## BEGIN Text provided

Case Study: Anthropometric UX

Case Study: Anthropometric UX

Role: Lead Product Designer (Design Operations & Behavioral Design)​​​​​​​
Platform: Large-format multi-touch table (1 to 4 Simultaneous Users)
User Personas: Dual-User (Pre-K Students & Teachers)
Tools: Adobe Creative Cloud, Jira, Confluence
Innovations: Anthropometric UX for early learners and educators; scalable system for high-velocity content production.
Strategic Outcome: I led the end-to-end design and delivery of a 360° interface and 60+ games within an 8-month timeline, establishing a critical hardware component of the $25M+ Ignite ecosystem.
On the left 3 children play simultaneously on a touch table; On the right a teacher interface is shown with a user hand touching a button.

Dual-User UX: (Left) Children playing from different sides of the table; (Right) A linear teacher interface.

The Challenge
A High-Risk Technical Sunset: The existing product had considerable technical debt, including a deprecated Flash architecture, and an 8-month sunset loomed because the plugin we relied on to keep it working was no longer viable. The product also had limited engagement, offering only a few game types and lacking an overarching reward system. I was tasked with leading the end-to-end UX/UI transformation of this legacy product into a modern SaaS framework.
The Goal: Create a 360°, equitable, collaborative play interface, along with 66 games that foster social-emotional learning for preschoolers, and an efficient, ergonomic classroom management interface for teachers, all within the 8-month timeline. 
Child Play Mode (360° Interaction)

## END Text provided

According to the case study, why did the existing product face an 8-month sunset? Answer in one to three sentences.

## BEGIN Data shown

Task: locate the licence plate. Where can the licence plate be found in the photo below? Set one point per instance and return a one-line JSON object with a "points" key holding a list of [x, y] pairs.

## END Data shown

- _Exercise response_
The product was built on a deprecated Flash architecture, and the plugin it relied on to keep working was no longer viable. That left an 8-month window before it would stop functioning.